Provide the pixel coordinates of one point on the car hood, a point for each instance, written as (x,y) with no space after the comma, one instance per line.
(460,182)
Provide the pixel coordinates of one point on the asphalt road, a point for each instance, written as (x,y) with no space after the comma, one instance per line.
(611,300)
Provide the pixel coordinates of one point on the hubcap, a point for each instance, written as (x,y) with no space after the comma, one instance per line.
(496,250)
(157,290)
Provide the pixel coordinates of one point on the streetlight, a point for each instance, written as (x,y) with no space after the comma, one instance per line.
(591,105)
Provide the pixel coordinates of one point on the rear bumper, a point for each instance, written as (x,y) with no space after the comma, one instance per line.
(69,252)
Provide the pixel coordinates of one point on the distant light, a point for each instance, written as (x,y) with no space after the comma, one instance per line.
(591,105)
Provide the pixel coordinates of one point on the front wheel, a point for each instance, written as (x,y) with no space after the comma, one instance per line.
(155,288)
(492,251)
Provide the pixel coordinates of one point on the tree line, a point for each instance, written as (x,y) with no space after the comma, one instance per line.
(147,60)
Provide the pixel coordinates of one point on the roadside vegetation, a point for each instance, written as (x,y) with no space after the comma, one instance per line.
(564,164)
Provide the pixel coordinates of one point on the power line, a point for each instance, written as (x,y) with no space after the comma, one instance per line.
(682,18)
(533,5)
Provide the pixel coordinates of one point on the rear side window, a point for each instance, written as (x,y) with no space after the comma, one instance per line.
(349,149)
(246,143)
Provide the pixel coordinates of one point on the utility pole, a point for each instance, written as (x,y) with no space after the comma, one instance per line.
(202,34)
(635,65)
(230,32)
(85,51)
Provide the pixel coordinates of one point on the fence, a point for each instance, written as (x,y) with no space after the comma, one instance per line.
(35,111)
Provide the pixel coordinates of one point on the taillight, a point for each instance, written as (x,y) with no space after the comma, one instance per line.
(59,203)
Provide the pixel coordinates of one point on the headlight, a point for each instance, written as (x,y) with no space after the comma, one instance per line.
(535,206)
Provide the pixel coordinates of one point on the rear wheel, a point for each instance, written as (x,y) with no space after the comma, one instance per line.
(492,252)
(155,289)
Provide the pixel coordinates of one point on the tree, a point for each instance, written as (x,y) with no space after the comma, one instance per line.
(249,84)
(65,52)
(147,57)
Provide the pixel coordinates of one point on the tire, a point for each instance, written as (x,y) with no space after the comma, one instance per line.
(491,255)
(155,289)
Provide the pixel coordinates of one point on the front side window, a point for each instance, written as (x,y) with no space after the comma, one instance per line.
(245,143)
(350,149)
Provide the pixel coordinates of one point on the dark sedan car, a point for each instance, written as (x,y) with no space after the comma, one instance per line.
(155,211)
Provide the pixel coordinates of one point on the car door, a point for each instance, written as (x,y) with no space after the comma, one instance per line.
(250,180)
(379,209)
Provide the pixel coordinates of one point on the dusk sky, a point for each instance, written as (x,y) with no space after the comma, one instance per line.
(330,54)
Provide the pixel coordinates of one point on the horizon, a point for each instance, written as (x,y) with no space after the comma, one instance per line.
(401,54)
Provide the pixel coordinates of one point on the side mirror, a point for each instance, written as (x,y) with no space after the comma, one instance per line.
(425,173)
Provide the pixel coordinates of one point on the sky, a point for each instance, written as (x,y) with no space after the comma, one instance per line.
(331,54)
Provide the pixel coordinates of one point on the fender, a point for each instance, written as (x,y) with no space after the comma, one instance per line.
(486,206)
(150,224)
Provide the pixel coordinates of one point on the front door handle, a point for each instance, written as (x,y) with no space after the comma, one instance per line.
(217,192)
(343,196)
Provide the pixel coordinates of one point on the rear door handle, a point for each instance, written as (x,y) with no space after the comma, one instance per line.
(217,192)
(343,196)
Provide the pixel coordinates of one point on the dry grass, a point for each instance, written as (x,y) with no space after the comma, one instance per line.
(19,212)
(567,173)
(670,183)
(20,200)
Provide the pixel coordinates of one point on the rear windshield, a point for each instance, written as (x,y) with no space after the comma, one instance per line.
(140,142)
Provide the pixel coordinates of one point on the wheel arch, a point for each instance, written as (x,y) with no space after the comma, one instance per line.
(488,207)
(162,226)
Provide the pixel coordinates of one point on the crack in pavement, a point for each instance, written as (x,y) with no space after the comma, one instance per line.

━━━━

**What the task requires:** An exact copy of all the records above is needed.

**Answer to the exercise:**
Provide the pixel coordinates of one point on the car hood, a point for each instance, written as (x,y) with no space after the comma, one instance per line.
(460,182)
Provide the pixel coordinates of one point on the asphalt road, a point for each instance, written as (x,y) with no space after the comma, one instance per line.
(611,300)
Provide the pixel coordinates of one point on the hubcap, a point for each instance, written as (x,y) with no space after the comma, one instance per line.
(496,250)
(157,290)
Provide the pixel coordinates of one point on the streetlight, a point for each instance, written as (x,y) with no space after the comma, one instance per line.
(591,105)
Provide the pixel coordinates of one point on the rear bumper, a point for each instance, written as (x,y) with no space after the comma, one instance per line.
(69,252)
Provide the pixel coordinates of one point on the distant light, a point for each instance, written as (x,y) with no space after the comma, one instance per line.
(591,105)
Provide the pixel coordinates of one point on the front wheel, a point for each instance, written as (x,y) with no space after the comma, one instance per line.
(155,288)
(492,251)
Provide the pixel coordinates of one point on the tree line, a point for each instance, written as (x,y) with no space after the comma, one instance per line.
(147,60)
Provide the pixel coordinates of one point on the roadside vegetation, a point for each instance, written as (x,y) with no space after the comma, one instance per line.
(564,164)
Provide the pixel coordinates of one point on the power line, a point for each instance, written as (x,y) with no space after the comma, one instance per line.
(682,18)
(533,5)
Provide the pixel coordinates of one point on the rear side window, a point for each instance, written as (x,y) with no space after the comma, one instance per line.
(349,149)
(246,143)
Provide the pixel coordinates of one point on the utility pole, a point for each instance, written as (x,y) with no space after the comma, one instance per line.
(202,34)
(635,65)
(230,32)
(85,51)
Provide the pixel coordinates of one point on the fence, a point for each instance, written as (x,y) with no space after the comma, one instance per line.
(35,111)
Provide the pixel coordinates of one point on the taillight, a point for each instance, written as (x,y) with no space after the comma, one instance per line.
(59,203)
Provide the pixel coordinates of one point on the headlight, a point for each instance, written as (x,y) with no space after the comma, one instance per line.
(535,206)
Provide the pixel coordinates of one point on the rear wheel, a point for each instance, written as (x,y) with no space after the comma, one instance per line.
(492,252)
(155,289)
Provide the pixel coordinates of one point on the tree, a point for each instance, written as (x,y) with no space after the comma, one instance per line.
(249,84)
(65,52)
(147,57)
Provide the pixel coordinates of one point on the tire, a point for each instance, written as (x,y) with no space after the comma, one instance per line.
(491,255)
(155,289)
Provide the pixel coordinates of one point on the front side window, a point for each instance, written as (x,y) with no space after the comma, one instance per line.
(245,143)
(350,149)
Provide the pixel coordinates of one point on the dark sedan car, a point for each instance, written as (x,y) with no space after the comma, one instance per line.
(155,211)
Provide the pixel coordinates of one point on the car door, a point for each instance, written as (x,y) with no space after the comma, one instance per line.
(250,180)
(379,209)
Provide the pixel coordinates of one point on the dusk sky, a point for each instance, written as (x,y) with no space after the comma, one instance per line.
(330,54)
Provide the pixel coordinates of one point on the horizon, a point for each instance, written as (x,y) with no space after the comma, one instance per line.
(401,54)
Provide the pixel coordinates of one point on the side mirror, a point for each instance, written as (x,y) with no space after the comma, one instance per line.
(425,173)
Provide the pixel coordinates of one point on the sky, a point for each instance, written as (x,y) with no space after the comma, one instance per line.
(331,54)
Provide the pixel coordinates of one point on the fender, a point for each instance, written as (x,y) with no space after the comma, one instance per line.
(486,206)
(150,224)
Provide the pixel coordinates of one point on the front door handle, a point for each instance, written as (x,y) with no space after the comma, one instance per line.
(217,192)
(343,196)
Provide the pixel coordinates of one point on the rear door handle, a point for each instance, written as (x,y) with no space after the comma, one instance per line.
(217,192)
(343,196)
Provide the pixel coordinates of one point on the dry grass, a point for each instance, written as (x,y) with no space after the comma, one instance per line.
(19,212)
(567,173)
(670,183)
(20,200)
Provide the pixel coordinates of one point on the rear windshield, a point for each instance, written as (x,y) with no space after the comma, one instance per line.
(140,142)
Provide the pixel coordinates of one point on the wheel arch, a point for each instance, written as (x,y) with no space after the comma, one instance per line.
(488,207)
(162,226)
Provide the pixel coordinates of one point on the crack in pavement, a point for each instance, written as (x,y) with no space after the comma, one instance per line.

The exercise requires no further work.